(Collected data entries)

####################

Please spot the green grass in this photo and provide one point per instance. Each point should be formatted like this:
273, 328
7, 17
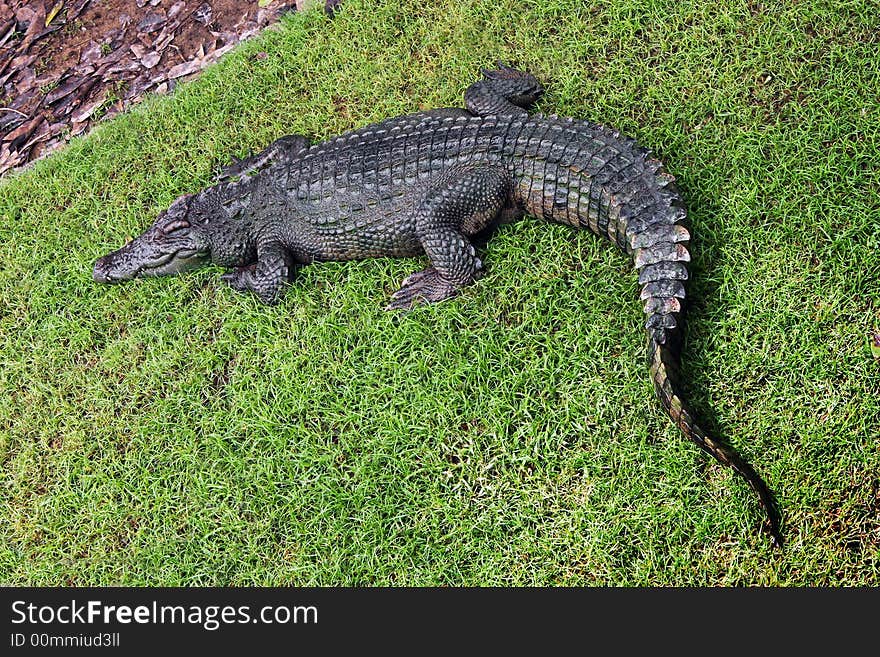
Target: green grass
173, 432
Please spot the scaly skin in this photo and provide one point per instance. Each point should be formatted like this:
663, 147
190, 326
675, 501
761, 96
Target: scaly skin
425, 184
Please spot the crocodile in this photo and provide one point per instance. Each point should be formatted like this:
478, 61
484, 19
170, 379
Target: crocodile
429, 184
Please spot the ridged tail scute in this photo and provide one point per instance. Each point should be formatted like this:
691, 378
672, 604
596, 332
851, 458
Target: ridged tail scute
658, 242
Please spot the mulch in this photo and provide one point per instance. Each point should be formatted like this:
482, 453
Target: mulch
66, 64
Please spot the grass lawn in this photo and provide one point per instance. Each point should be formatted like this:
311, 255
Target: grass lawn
174, 432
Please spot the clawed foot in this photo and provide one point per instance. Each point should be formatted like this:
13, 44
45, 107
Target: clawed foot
238, 279
424, 286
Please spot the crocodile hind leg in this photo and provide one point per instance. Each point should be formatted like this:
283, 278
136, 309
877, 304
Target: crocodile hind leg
504, 91
282, 147
466, 201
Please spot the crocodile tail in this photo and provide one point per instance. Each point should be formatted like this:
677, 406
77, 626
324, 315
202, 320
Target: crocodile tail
658, 242
664, 364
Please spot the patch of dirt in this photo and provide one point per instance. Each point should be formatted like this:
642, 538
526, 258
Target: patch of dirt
65, 64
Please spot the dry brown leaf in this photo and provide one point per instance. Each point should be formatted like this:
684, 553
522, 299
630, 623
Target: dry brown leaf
54, 12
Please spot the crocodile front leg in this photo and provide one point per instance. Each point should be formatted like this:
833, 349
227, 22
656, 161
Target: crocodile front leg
504, 91
266, 276
466, 201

####################

• TASK REQUIREMENTS:
Return each line of the data above that includes the word "should".

• RESPONSE BOX:
Please spot the green grass in this photo and provide one point per instance. Each point should be formatted like this:
Please spot the scaly skin in this photo and provide one point per instance. Each point should be formatted like this:
Please spot the crocodile in this photo and provide one point per instance. Each point should be formatted like this:
Please spot the ridged tail scute in this photo and provide one point per instance. Each point should be formatted like this:
Please spot the mulch in this photo and provide one point per instance. Each point should be formatted like this:
Please spot the grass lawn in this photo and provide one point per instance. Each point should be formatted like this:
Please spot the clawed foot in this photo and provide one point per instance. Each point should be formatted like this:
Please spot the crocodile hind leg in this photo and provide one point per instance. Each point should be formatted like this:
Please spot the crocodile tail in this photo and provide one point per instance. Each point should be formatted like this:
Please spot the patch of dirt in this photo and provide one point per instance. Each point should be formatted like this:
Please spot the dry brown leaf in this photo and provide one point per instance. Each point should be formatted like this:
Please spot the crocodile front leg in this photo and provide one point per instance. Each point should be formatted like this:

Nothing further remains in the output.